┌─ Given entries

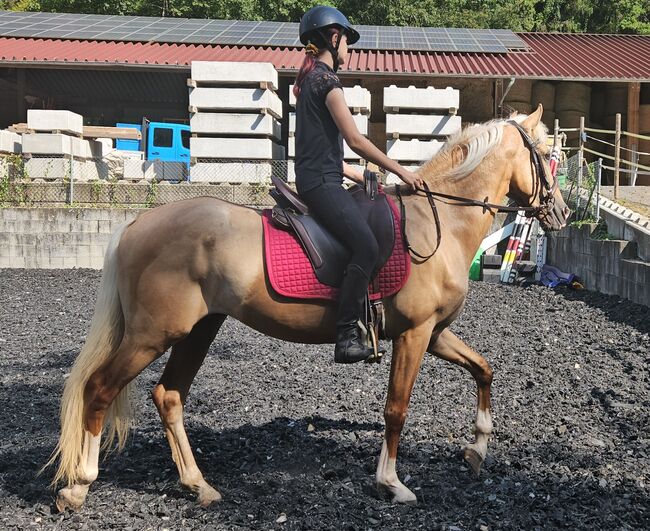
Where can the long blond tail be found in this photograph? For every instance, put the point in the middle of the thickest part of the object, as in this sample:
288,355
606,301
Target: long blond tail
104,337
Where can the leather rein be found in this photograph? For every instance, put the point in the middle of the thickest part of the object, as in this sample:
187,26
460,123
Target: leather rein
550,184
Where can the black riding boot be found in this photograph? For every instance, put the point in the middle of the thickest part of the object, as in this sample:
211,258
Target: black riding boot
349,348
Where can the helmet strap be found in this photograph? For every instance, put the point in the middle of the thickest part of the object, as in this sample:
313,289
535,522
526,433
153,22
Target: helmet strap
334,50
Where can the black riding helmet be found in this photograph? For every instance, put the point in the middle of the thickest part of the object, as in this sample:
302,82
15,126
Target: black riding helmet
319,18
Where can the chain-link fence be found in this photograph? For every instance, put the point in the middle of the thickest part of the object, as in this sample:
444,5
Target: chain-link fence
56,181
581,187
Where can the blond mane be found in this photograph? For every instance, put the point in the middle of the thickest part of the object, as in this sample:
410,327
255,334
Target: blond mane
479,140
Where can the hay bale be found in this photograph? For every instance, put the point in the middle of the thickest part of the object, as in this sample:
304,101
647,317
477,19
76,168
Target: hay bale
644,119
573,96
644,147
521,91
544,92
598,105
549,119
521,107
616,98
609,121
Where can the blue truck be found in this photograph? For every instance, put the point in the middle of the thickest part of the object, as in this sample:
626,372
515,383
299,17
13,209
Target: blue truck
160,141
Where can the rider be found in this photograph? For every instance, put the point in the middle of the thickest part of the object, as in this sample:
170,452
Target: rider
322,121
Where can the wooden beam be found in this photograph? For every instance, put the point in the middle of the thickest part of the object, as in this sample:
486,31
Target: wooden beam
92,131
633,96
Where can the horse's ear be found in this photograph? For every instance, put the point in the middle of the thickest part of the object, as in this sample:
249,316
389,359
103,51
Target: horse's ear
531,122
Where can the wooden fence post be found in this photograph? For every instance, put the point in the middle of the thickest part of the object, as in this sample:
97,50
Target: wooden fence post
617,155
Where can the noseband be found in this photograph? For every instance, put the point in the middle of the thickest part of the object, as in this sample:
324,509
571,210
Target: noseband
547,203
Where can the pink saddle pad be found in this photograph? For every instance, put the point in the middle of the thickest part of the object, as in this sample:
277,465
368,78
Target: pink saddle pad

└─
┌─ Given entries

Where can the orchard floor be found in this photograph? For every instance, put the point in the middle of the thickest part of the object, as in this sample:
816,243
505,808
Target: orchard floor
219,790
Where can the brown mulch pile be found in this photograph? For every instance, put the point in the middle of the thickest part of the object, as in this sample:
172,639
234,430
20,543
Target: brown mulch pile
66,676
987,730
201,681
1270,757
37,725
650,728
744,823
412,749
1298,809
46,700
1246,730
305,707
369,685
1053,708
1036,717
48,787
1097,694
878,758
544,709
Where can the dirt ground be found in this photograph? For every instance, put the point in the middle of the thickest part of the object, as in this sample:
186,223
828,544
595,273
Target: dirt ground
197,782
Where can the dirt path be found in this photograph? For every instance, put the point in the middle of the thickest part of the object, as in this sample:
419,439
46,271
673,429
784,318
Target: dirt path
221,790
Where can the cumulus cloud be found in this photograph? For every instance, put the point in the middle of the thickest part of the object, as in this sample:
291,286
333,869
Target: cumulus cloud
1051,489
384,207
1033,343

└─
┌─ Given entries

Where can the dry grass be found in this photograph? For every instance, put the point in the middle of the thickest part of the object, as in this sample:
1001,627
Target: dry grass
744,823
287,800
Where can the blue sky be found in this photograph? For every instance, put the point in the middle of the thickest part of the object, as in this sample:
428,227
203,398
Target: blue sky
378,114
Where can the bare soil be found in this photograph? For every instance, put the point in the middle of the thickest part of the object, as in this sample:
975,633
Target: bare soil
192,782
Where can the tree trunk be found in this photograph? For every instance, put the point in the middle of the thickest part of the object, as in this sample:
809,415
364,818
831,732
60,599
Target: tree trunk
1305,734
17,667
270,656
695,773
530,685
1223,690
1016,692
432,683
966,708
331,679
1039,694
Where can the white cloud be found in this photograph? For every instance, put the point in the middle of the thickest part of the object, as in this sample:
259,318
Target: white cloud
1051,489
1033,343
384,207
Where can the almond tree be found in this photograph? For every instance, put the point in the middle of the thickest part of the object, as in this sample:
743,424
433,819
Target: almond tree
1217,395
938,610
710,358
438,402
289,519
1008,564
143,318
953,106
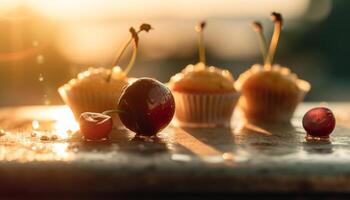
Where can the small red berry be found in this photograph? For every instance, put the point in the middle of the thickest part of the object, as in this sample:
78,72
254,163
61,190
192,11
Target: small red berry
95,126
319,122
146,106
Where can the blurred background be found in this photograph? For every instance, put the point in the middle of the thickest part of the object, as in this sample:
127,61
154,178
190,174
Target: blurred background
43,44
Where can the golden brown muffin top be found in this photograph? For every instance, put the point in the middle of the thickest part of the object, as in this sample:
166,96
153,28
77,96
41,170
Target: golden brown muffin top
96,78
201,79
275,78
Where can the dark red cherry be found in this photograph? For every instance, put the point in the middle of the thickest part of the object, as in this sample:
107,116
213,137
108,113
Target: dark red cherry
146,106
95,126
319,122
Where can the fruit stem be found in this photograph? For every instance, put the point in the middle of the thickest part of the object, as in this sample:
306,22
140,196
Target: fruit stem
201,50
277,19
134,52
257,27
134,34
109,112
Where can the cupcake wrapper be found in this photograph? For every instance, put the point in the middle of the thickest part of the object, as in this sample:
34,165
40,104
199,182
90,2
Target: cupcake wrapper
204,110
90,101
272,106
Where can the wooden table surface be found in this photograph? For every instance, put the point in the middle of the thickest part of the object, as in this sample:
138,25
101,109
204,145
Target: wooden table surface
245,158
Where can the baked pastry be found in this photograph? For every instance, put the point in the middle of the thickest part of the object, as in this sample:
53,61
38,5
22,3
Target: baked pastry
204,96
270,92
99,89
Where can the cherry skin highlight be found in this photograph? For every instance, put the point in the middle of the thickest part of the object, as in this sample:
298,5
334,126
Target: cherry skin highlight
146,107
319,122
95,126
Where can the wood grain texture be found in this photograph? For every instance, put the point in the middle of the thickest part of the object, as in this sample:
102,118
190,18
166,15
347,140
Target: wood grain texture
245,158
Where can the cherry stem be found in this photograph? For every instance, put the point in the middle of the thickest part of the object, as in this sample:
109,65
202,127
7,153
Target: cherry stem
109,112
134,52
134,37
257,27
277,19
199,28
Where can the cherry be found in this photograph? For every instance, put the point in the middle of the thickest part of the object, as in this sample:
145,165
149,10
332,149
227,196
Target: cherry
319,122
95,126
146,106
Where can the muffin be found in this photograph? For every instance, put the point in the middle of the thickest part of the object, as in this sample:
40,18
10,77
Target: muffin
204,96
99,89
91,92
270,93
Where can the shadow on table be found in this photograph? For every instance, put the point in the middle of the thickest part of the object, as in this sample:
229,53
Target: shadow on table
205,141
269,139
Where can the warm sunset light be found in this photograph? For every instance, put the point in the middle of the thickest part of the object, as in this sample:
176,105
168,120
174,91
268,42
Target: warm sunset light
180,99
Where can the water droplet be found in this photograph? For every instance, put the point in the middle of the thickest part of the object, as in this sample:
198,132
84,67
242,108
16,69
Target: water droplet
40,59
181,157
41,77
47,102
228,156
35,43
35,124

└─

- **Short task**:
Pick out every line of the items above that contains the string "rider", and copy each one. Case counts.

- **Output for this exercise**:
Where can the rider be found in this photograph? For every instance, put the point in the middle of the thickest part of the object, as in this sample:
Target: rider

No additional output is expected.